In the listing below, tally the lines that hold "after" and report that number by itself.
____________________
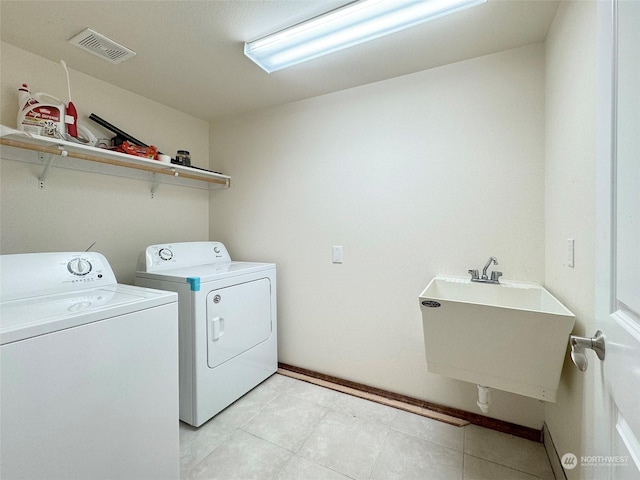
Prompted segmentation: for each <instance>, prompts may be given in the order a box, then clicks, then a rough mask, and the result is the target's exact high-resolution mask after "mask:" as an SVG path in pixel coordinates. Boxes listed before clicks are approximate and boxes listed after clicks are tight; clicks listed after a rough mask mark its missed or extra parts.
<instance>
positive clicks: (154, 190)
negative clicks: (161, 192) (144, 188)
mask: <svg viewBox="0 0 640 480" xmlns="http://www.w3.org/2000/svg"><path fill="white" fill-rule="evenodd" d="M159 186H160V182H159V181H158V177H157V176H156V174H155V172H154V173H152V174H151V198H155V195H156V192H157V191H158V187H159Z"/></svg>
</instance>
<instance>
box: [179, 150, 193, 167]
mask: <svg viewBox="0 0 640 480" xmlns="http://www.w3.org/2000/svg"><path fill="white" fill-rule="evenodd" d="M176 163H177V164H178V165H183V166H185V167H190V166H191V157H190V156H189V151H188V150H178V152H177V153H176Z"/></svg>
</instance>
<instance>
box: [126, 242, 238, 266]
mask: <svg viewBox="0 0 640 480" xmlns="http://www.w3.org/2000/svg"><path fill="white" fill-rule="evenodd" d="M230 261H231V257H230V256H229V252H228V251H227V249H226V247H225V246H224V245H223V244H222V243H220V242H180V243H166V244H158V245H151V246H149V247H147V248H146V250H145V251H144V252H143V253H141V254H140V257H139V258H138V268H137V270H138V271H139V272H157V271H161V270H166V269H169V268H182V267H192V266H194V265H209V264H212V263H226V262H230Z"/></svg>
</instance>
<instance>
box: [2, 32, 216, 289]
mask: <svg viewBox="0 0 640 480" xmlns="http://www.w3.org/2000/svg"><path fill="white" fill-rule="evenodd" d="M0 55H1V57H0V61H1V64H2V72H1V76H0V80H1V83H0V88H1V90H0V100H1V101H0V104H1V105H2V106H1V111H0V121H1V123H2V124H3V125H7V126H9V127H15V125H16V114H17V102H18V100H17V89H18V87H19V86H20V85H21V84H22V83H23V82H26V83H28V84H29V86H30V87H31V89H32V91H33V92H46V93H49V94H51V95H54V96H56V97H58V98H60V99H62V100H63V101H66V98H67V88H66V79H65V75H64V70H63V69H62V67H61V66H60V65H59V64H57V63H55V62H51V61H49V60H46V59H44V58H41V57H38V56H36V55H33V54H31V53H28V52H26V51H23V50H21V49H18V48H16V47H14V46H12V45H10V44H7V43H2V45H1V51H0ZM114 68H126V64H123V65H120V66H114ZM70 74H71V82H72V99H73V101H74V104H75V105H76V107H77V109H78V113H79V116H80V119H81V121H83V122H84V123H85V124H86V125H87V126H88V127H89V128H92V129H95V130H96V131H97V132H98V131H100V127H97V125H96V124H94V123H93V122H92V121H90V120H88V119H87V118H86V117H87V116H88V115H89V113H96V114H97V115H99V116H100V117H102V118H104V119H106V120H108V121H109V122H111V123H113V124H115V125H117V126H119V127H120V128H122V129H123V130H125V131H127V132H128V133H130V134H131V135H133V136H134V137H136V138H139V139H140V140H143V141H146V143H150V144H155V145H156V146H158V148H160V149H161V150H163V151H165V152H170V153H175V151H176V150H177V149H179V148H185V149H188V150H190V151H191V154H192V161H193V163H194V164H195V165H199V166H201V167H206V166H208V159H209V125H208V123H207V122H205V121H203V120H199V119H196V118H194V117H191V116H189V115H186V114H184V113H181V112H178V111H176V110H174V109H171V108H169V107H166V106H163V105H160V104H158V103H156V102H153V101H151V100H148V99H146V98H143V97H141V96H139V95H135V94H133V93H131V92H128V91H126V90H123V89H120V88H117V87H115V86H113V85H110V84H107V83H105V82H103V81H101V80H98V79H95V78H92V77H89V76H87V75H84V74H82V73H79V72H76V71H74V70H72V69H70ZM96 127H97V128H96ZM101 133H102V134H103V135H105V136H106V135H107V133H108V132H106V131H102V132H101ZM6 156H7V155H6V154H5V155H3V154H2V153H0V157H2V160H1V161H0V187H1V188H0V190H1V192H0V252H1V253H3V254H9V253H24V252H39V251H76V250H85V249H86V248H87V247H88V246H89V245H91V244H92V243H93V242H94V241H95V242H97V243H96V245H95V247H94V250H96V251H99V252H101V253H103V254H105V255H106V256H107V258H108V259H109V262H110V263H111V265H112V267H113V268H114V271H115V273H116V276H117V277H118V280H119V281H120V282H122V283H131V282H132V281H133V276H134V272H135V265H136V259H137V256H138V253H139V252H140V251H141V250H142V249H144V247H146V246H147V245H149V244H152V243H161V242H172V241H190V240H206V239H207V238H208V235H209V192H208V191H207V190H200V189H192V188H186V187H181V186H171V185H160V187H159V190H158V193H157V195H156V197H155V198H154V199H151V195H150V184H149V182H147V181H142V180H134V179H129V178H121V177H115V176H108V175H100V174H96V173H85V172H78V171H70V170H62V169H56V168H53V169H52V170H51V172H50V174H49V177H48V179H47V182H46V186H45V188H44V189H43V190H39V189H38V188H37V177H38V175H39V174H40V173H41V172H42V168H41V167H37V166H35V165H32V164H27V163H21V162H17V161H13V160H9V159H7V158H5V157H6Z"/></svg>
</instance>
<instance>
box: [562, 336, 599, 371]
mask: <svg viewBox="0 0 640 480" xmlns="http://www.w3.org/2000/svg"><path fill="white" fill-rule="evenodd" d="M569 345H571V360H572V361H573V363H574V365H575V366H576V367H578V370H580V371H581V372H584V371H585V370H586V369H587V367H588V366H589V362H588V361H587V356H586V355H585V353H584V350H585V348H590V349H591V350H593V351H594V352H596V355H597V356H598V358H599V359H600V360H604V353H605V348H604V334H603V333H602V332H601V331H600V330H598V331H597V332H596V335H595V336H594V337H592V338H588V337H578V336H576V335H571V336H570V337H569Z"/></svg>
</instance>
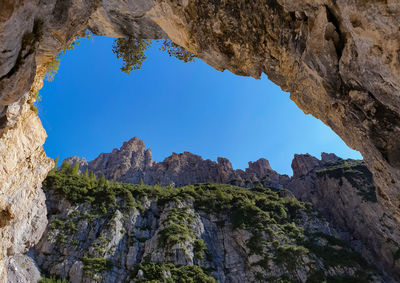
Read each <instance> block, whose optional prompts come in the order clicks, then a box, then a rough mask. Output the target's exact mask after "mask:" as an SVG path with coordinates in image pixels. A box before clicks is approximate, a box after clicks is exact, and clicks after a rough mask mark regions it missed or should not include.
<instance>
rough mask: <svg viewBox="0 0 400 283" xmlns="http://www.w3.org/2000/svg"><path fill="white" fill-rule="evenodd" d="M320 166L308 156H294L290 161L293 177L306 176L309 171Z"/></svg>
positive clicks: (316, 161) (311, 156) (299, 154)
mask: <svg viewBox="0 0 400 283" xmlns="http://www.w3.org/2000/svg"><path fill="white" fill-rule="evenodd" d="M319 166H320V162H319V160H318V159H317V158H315V157H314V156H311V155H309V154H295V155H294V159H293V161H292V170H293V177H295V178H297V177H300V176H305V175H307V174H308V173H309V172H310V171H311V170H313V169H314V168H316V167H319Z"/></svg>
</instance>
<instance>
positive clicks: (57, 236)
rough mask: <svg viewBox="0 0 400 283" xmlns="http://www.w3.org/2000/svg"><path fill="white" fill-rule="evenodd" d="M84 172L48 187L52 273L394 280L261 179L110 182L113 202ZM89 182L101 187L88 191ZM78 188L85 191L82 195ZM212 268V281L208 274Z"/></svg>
mask: <svg viewBox="0 0 400 283" xmlns="http://www.w3.org/2000/svg"><path fill="white" fill-rule="evenodd" d="M68 178H71V179H68ZM72 178H74V179H72ZM79 178H80V179H79V180H77V177H76V176H74V177H71V176H69V177H68V176H67V175H65V174H63V173H62V172H58V173H56V174H52V175H51V176H49V178H48V180H47V181H46V184H45V187H44V189H45V190H46V192H47V201H46V202H47V205H48V211H49V226H48V228H47V229H46V232H45V233H44V235H43V238H42V239H41V241H40V243H39V244H38V245H36V247H35V259H36V262H37V263H38V265H39V266H40V268H41V270H42V272H43V273H45V274H47V275H48V276H50V275H57V276H60V277H62V278H67V279H69V280H70V281H71V282H72V283H79V282H93V280H95V281H97V282H125V281H132V282H142V281H140V280H143V281H146V280H149V281H151V280H156V281H157V280H158V281H160V280H165V281H166V280H170V281H171V282H175V280H177V279H178V278H179V279H181V280H183V278H185V279H186V280H187V281H190V279H192V280H193V278H197V280H196V279H195V280H194V281H193V282H215V281H213V279H212V278H214V279H216V280H218V282H222V283H223V282H257V281H261V282H271V281H274V280H277V281H279V280H280V279H286V280H288V279H290V280H293V281H296V282H306V281H307V280H311V281H312V280H314V281H315V282H323V281H324V280H325V279H327V278H329V279H330V280H335V279H336V280H356V281H357V280H358V281H359V282H390V280H391V279H390V277H382V275H380V274H379V273H378V272H376V271H374V270H373V269H372V268H371V267H368V265H367V264H366V263H365V262H364V261H363V260H362V258H360V257H359V256H358V255H357V253H355V252H354V251H353V250H351V249H350V248H349V247H348V246H347V245H346V244H344V243H343V242H342V241H341V240H340V238H341V234H342V232H340V231H338V230H335V229H334V228H332V227H331V225H330V224H329V223H328V222H326V220H324V219H323V218H322V217H320V216H318V215H317V213H316V212H315V211H314V210H313V209H312V208H311V207H310V206H308V205H306V204H304V203H300V202H298V201H297V200H296V199H294V198H293V197H279V196H278V194H277V193H274V192H272V191H270V190H268V189H262V188H260V187H259V188H258V189H257V190H251V189H245V188H239V187H234V186H229V185H196V186H189V187H182V188H168V187H165V188H160V187H158V188H157V187H146V186H144V185H136V186H134V185H130V186H128V185H125V187H124V189H123V190H122V191H121V185H116V186H115V187H113V186H112V185H109V187H107V189H106V190H107V194H108V195H114V194H113V193H112V192H113V190H115V189H116V191H115V195H114V196H115V197H116V202H115V204H114V205H112V204H110V203H109V202H108V203H104V202H103V201H102V200H98V199H97V198H103V197H105V196H104V194H105V191H103V193H102V195H101V194H97V193H96V191H97V190H100V191H101V190H102V189H101V188H97V187H96V183H93V181H90V180H88V179H85V177H82V176H81V177H79ZM55 180H57V181H55ZM63 180H64V182H66V183H65V184H67V183H68V188H69V189H68V190H67V191H64V184H63V183H62V182H63ZM73 180H75V182H76V183H75V184H76V186H77V187H76V188H75V190H74V188H73V186H74V181H73ZM84 180H86V181H84ZM82 182H87V183H88V184H90V183H92V184H94V185H91V189H90V190H86V191H85V190H83V191H81V190H80V189H79V188H78V186H80V184H82ZM118 192H119V193H118ZM77 193H78V194H79V193H80V194H82V195H81V196H80V197H79V198H75V196H76V194H77ZM120 193H121V194H122V195H119V194H120ZM127 194H130V195H131V197H127ZM89 195H91V196H92V197H88V196H89ZM83 199H88V201H83ZM89 199H90V200H89ZM127 199H131V201H130V202H132V200H133V206H134V207H132V205H130V206H129V205H128V203H127V201H126V200H127ZM195 268H196V269H195ZM178 271H179V275H176V273H177V272H178ZM207 273H209V275H210V276H211V277H208V280H207V281H205V280H200V279H199V277H200V276H204V277H203V278H205V277H207V275H206V274H207ZM174 276H178V277H174ZM193 276H196V277H193ZM174 278H175V280H174ZM136 280H137V281H136ZM307 282H308V281H307Z"/></svg>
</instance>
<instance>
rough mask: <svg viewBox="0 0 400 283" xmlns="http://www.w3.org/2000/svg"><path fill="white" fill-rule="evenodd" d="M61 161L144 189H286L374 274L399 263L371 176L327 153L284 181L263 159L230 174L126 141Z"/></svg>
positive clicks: (269, 165)
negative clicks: (186, 187) (313, 213)
mask: <svg viewBox="0 0 400 283" xmlns="http://www.w3.org/2000/svg"><path fill="white" fill-rule="evenodd" d="M64 162H69V163H70V165H71V166H73V165H74V164H75V163H76V162H79V166H80V170H81V172H84V171H85V169H86V168H88V169H89V170H91V171H93V172H95V173H96V174H98V175H100V174H104V175H105V176H106V177H107V178H108V179H111V180H117V181H124V182H129V183H139V181H140V179H142V180H143V182H144V183H145V184H149V185H154V184H161V185H164V186H168V185H172V186H174V185H175V186H181V185H189V184H195V183H226V184H232V185H237V186H241V187H247V188H252V187H254V186H259V185H261V186H264V187H268V188H272V189H273V190H279V189H282V188H287V189H289V190H290V191H291V192H293V194H294V195H295V196H296V197H297V198H298V199H299V200H302V201H308V202H311V203H313V204H314V206H315V209H316V210H318V211H319V212H321V213H322V215H324V216H325V217H326V219H327V220H328V221H329V222H330V223H331V225H332V227H334V228H336V229H338V231H341V236H342V239H343V240H344V241H345V242H346V243H348V244H349V245H350V246H352V247H353V248H354V249H355V250H357V251H358V252H360V253H361V254H362V256H363V257H364V258H365V259H367V261H369V262H370V263H373V264H374V265H375V266H377V267H378V268H379V269H380V270H383V271H387V270H390V269H391V268H396V266H397V265H398V264H399V260H398V257H399V255H398V254H399V253H400V252H399V244H398V242H397V239H398V237H399V235H398V234H397V232H396V231H397V230H396V226H395V222H394V221H393V219H390V216H389V215H387V214H386V213H385V211H384V210H382V209H381V207H380V206H379V205H378V203H377V197H376V188H375V185H374V183H373V180H372V174H371V173H370V172H369V170H368V169H367V168H366V166H365V165H364V163H363V162H362V161H356V160H343V159H341V158H339V157H337V156H336V155H334V154H327V153H322V155H321V160H318V159H317V158H315V157H312V156H311V155H308V154H304V155H295V157H294V159H293V162H292V168H293V177H291V178H290V177H289V176H287V175H280V174H278V173H277V172H275V171H274V170H272V169H271V167H270V165H269V163H268V161H267V160H266V159H260V160H258V161H256V162H249V168H247V169H245V170H234V169H233V168H232V165H231V163H230V162H229V160H227V159H225V158H218V162H214V161H211V160H203V159H202V158H201V157H200V156H197V155H194V154H191V153H188V152H185V153H182V154H176V153H174V154H172V155H171V156H170V157H167V158H166V159H165V160H164V161H162V162H159V163H156V162H153V161H152V158H151V151H150V149H146V148H145V144H144V142H143V141H141V140H139V139H138V138H132V139H131V140H130V141H128V142H125V143H124V144H123V145H122V147H121V148H120V149H119V150H118V149H114V150H113V151H112V152H111V153H103V154H100V155H99V156H98V157H97V158H96V159H94V160H93V161H90V162H87V161H86V160H85V159H83V158H78V157H76V156H75V157H71V158H67V159H66V160H64ZM394 276H395V277H396V275H394Z"/></svg>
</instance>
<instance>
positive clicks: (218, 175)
____________________
● ANSWER FOR THE TASK:
2